Source excerpt
--
“How to Include Your Family Pet in Your Estate Plan” by Attorney Ayana Johnson (Audio)
If you already have an estate plan in place, ask yourself if you have included all your family in that plan? If you have a beloved pet that you consider part of the family, you may very well have failed to include him/her in your existing plan because you didn’t realize you could do so. To help you better understand, an Annapolis estate planning attorney at Sinclair Prosser Gasior explains how to include your family pet in your estate plan.
The Family Pet in America
In the United States, we stopped viewing animals as nothing more than assets and started considering them family members a long time ago. In fact, the U.S. comes in number one in both dog and cat ownership worldwide. Americans own 70 million dogs, twice the number owned by second runner up Brazil, and about 75 million cats, almost 50 percent more than number two, China. We also top the list of fish owners and come in third in bird ownership. Collectively, we spend $50 billion a year on our pets in the United States with one in four owners spending money on professional photographs of their pet and one in three buying birthday presents for their family pet. Sadly, over half a million dogs and cats also end up in shelters each year in the U.S. because of the death or incapacity of their owner. The harsh reality is that when tragedy strikes in the form of death or serious illness, family members and friends often forget about the family dog or cat. Even worse, sometimes the family pet is viewed as too much of a burden and is intentionally abandoned. The only way to ensure that this does not happen to your beloved pet is to plan ahead for his/her care and maintenance by including pet planning in your estate plan.
Understanding the Options
There are several ways to include Fido in your estate plan. In order to decide which option is best for your plan you must understand the options which include:
- Verbal agreement – people frequently make the mistake of relying on nothing more than a verbal agreement with a family member or friend to care for their pet in the event of their death or disability. There are numerous problems with this option. First, your intended caregiver could be unable or unwilling to fulfill the agreement when the time comes and there is no legal way to enforce the agreement. Second, although you may not view your pet as your property, the law does, and a verbal agreement does not legally transfer ownership. Finally, a verbal agreement does not provide a funding method for the continued care and maintenance of your pet.
--
Work to complete
A. Condense the paragraph in the pet estate planning article that begins "In the United States, we stopped viewing animals" into a short bulleted list that keeps its main facts.
B. Carry on the pet estate planning article from its last sentence.

A block of data
--
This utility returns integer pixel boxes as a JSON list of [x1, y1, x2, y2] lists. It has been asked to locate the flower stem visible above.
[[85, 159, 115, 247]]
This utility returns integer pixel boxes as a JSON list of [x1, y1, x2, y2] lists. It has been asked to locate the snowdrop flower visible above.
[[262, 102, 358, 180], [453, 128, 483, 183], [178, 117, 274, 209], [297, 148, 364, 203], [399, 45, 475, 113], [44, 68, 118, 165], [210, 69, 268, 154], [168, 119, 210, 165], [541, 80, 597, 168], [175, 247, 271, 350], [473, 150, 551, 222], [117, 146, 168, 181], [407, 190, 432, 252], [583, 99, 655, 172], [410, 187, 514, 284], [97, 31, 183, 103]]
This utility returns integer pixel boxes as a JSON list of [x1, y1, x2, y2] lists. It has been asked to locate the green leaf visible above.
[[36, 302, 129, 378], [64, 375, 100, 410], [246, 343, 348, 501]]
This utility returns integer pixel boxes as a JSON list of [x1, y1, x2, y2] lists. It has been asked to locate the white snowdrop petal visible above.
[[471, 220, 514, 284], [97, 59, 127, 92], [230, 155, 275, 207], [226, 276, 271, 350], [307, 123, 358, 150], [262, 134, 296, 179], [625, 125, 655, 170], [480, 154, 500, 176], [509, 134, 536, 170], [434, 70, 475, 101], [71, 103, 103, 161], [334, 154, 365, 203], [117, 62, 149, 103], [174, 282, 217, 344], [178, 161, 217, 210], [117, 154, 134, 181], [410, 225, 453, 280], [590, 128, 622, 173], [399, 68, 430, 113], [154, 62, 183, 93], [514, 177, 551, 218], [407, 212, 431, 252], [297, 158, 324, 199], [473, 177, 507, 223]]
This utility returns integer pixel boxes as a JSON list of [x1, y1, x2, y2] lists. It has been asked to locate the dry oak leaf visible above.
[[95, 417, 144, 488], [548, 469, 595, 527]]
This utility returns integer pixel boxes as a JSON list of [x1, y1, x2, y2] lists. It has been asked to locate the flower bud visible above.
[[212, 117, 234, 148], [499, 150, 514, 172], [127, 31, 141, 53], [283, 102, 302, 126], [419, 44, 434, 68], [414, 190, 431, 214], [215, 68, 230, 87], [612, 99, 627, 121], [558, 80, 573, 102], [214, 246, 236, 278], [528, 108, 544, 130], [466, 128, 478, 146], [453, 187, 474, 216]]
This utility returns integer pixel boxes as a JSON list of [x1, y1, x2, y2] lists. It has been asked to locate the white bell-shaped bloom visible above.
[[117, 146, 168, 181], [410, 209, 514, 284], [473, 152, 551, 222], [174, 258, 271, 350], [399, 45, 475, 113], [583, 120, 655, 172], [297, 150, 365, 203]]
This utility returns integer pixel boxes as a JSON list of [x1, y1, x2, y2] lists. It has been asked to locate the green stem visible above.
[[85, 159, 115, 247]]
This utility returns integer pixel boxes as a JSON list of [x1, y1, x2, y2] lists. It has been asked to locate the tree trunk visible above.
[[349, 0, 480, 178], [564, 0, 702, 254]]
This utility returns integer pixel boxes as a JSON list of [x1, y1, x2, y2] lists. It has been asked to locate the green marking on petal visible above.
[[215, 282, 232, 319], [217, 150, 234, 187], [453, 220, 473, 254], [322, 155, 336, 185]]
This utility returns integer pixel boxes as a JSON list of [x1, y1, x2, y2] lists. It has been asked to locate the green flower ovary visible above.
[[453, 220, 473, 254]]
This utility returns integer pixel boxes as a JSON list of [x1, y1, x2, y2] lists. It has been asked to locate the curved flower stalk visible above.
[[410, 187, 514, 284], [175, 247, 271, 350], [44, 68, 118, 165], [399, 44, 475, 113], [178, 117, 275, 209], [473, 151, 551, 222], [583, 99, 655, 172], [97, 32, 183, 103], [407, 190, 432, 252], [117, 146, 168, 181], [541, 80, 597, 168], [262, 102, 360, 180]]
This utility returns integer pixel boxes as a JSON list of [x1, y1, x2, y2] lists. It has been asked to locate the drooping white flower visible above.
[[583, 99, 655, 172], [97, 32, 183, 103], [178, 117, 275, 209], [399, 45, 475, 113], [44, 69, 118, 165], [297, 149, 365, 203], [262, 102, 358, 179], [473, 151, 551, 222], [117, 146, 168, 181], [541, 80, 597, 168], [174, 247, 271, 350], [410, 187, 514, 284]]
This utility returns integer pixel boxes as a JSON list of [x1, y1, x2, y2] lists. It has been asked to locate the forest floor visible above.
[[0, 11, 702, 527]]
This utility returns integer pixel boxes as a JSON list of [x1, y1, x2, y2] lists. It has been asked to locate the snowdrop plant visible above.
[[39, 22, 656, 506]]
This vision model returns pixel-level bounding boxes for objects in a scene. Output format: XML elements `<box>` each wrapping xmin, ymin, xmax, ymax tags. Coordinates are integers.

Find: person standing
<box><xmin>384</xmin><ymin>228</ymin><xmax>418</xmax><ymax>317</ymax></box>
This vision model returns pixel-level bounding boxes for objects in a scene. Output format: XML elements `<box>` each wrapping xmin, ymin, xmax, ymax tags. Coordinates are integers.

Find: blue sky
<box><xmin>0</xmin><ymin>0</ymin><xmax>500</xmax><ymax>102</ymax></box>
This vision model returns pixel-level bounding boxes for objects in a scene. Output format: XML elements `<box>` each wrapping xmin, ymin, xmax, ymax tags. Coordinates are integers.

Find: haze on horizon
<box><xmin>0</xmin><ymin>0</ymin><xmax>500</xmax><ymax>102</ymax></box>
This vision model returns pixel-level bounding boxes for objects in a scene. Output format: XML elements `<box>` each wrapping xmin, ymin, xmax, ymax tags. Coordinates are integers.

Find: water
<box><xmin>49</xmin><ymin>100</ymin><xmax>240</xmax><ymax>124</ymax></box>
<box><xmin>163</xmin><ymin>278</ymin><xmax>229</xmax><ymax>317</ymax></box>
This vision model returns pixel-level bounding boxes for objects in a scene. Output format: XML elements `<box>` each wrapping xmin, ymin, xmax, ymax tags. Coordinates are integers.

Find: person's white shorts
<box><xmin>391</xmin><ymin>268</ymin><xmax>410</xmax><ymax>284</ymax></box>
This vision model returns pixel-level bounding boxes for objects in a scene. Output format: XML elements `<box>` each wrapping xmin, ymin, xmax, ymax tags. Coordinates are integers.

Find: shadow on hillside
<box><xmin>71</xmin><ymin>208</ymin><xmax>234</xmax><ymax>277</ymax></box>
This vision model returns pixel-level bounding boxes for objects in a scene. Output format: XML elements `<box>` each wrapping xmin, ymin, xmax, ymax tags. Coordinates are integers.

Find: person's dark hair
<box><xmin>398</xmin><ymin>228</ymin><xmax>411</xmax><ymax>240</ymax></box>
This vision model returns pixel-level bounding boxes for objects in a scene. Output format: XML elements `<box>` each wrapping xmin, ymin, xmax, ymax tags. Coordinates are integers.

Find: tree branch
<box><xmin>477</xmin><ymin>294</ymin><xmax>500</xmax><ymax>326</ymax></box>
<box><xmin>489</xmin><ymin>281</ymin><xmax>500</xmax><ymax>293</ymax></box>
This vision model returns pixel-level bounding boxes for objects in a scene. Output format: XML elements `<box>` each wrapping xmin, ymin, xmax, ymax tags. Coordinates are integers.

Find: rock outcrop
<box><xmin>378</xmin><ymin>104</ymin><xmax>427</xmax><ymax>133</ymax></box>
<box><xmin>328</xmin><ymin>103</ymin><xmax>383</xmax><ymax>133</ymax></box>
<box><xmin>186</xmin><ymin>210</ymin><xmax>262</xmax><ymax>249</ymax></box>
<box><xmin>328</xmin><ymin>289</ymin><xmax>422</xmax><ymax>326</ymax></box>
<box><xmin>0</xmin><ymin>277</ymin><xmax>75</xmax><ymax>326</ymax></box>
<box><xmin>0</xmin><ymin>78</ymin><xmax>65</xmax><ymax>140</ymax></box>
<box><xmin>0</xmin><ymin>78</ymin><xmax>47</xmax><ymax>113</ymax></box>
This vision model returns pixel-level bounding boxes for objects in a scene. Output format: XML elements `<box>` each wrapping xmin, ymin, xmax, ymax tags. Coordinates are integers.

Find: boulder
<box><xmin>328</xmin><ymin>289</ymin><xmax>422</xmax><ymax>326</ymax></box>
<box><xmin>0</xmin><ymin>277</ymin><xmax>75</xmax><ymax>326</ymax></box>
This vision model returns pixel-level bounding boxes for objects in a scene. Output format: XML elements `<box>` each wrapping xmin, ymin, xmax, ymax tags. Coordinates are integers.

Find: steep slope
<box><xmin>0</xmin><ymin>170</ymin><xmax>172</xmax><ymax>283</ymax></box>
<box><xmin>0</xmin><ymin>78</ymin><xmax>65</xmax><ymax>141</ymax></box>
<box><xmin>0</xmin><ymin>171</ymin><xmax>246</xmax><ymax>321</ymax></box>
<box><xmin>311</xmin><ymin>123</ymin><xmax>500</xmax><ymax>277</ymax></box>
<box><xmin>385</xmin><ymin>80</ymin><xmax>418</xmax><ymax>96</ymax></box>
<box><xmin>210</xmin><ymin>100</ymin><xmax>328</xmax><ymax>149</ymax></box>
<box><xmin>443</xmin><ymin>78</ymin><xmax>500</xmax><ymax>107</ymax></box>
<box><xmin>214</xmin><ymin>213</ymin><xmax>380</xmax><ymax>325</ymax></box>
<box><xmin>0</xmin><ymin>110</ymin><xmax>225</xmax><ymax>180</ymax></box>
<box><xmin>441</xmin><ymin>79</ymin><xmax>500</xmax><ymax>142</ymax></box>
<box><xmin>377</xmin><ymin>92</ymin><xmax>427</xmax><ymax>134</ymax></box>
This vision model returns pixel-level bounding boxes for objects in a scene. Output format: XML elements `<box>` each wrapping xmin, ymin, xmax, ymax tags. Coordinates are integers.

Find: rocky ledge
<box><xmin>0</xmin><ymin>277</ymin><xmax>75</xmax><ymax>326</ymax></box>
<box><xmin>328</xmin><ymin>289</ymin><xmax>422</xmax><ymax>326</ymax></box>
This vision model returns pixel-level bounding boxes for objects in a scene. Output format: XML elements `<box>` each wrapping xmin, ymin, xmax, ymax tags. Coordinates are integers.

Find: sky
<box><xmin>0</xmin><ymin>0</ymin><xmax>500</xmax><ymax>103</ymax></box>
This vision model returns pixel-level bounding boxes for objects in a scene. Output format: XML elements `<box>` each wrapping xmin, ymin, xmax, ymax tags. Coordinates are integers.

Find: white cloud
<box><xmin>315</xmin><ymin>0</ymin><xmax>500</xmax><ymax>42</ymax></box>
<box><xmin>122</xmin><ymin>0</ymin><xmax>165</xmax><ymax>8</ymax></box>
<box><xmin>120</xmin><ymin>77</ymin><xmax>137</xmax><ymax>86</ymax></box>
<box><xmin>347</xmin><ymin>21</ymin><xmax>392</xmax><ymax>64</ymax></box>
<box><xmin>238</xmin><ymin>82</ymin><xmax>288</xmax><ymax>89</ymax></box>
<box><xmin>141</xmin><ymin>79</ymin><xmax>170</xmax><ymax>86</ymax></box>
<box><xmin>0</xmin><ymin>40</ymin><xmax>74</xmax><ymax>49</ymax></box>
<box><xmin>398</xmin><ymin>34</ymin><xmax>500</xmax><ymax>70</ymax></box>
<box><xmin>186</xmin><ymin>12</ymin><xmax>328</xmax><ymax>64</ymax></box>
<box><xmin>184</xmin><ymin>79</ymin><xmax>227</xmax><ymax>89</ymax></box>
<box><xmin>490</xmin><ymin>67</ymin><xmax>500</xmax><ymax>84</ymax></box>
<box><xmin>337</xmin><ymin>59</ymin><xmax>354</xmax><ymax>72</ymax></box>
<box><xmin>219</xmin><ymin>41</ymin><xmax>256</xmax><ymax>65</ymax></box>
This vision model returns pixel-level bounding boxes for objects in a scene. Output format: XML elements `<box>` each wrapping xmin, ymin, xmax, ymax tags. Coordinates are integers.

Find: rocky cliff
--
Responses
A.
- Americans have long seen pets as family members rather than as mere assets.
- The U.S. ranks first worldwide in dog and cat ownership. It has 70 million dogs, twice as many as Brazil, and about 75 million cats, almost 50 percent more than China.
- The U.S. also leads in fish ownership and ranks third in bird ownership.
- Americans spend $50 billion a year on pets. One in four owners pays for professional pet photos, and one in three buys pets birthday presents.
- Over half a million dogs and cats go to shelters each year because their owners have died or become incapacitated.
- Family and friends often forget pets after a death or serious illness, and sometimes they abandon them on purpose.
- Including pet planning in an estate plan is the only way to ensure a pet's care.

B.
- Gifting in a Last Will and Testament – using a Will to “gift” your pet to a designated caregiver does resolve the issue of the legal transfer of ownership; however, it does not solve all of the issues found in a verbal agreement. For example, it does not legally obligate your caregiver to take over the care and maintenance of your pet nor does it provide a satisfactory funding method. You can also gift funds that are intended to be used to care for your pet; however, once gifted in a Will, the funds become the property of the beneficiary to do with as he/she pleases. In addition, gifting a pet in a Will does not address the possibility of your incapacity because the terms of a Will only become relevant upon your death.
- Pet trust – a pet trust resolves all the issues found in the other options. A pet trust operates just like any other trust, requiring you to name a Trustee to oversee the administration of the trust and allowing you to transfer “property” into the trust. The funds held in the trust can be used to care for your pet according to your wishes which can be expressed in the terms of the trust. Unlike a Will, a trust can cover the possibility of your incapacity as well as your death. Most importantly, using a trust means that everything is legally enforceable.
Contact an Annapolis Pet Planning Attorney
For more information, please join us for an upcoming FREE Webinar. If you have additional questions or concerns about including your pet in your estate plan, contact an experienced Annapolis estate planning attorney at Sinclair Prosser Gasior by calling (410) 573-4818 to schedule an appointment.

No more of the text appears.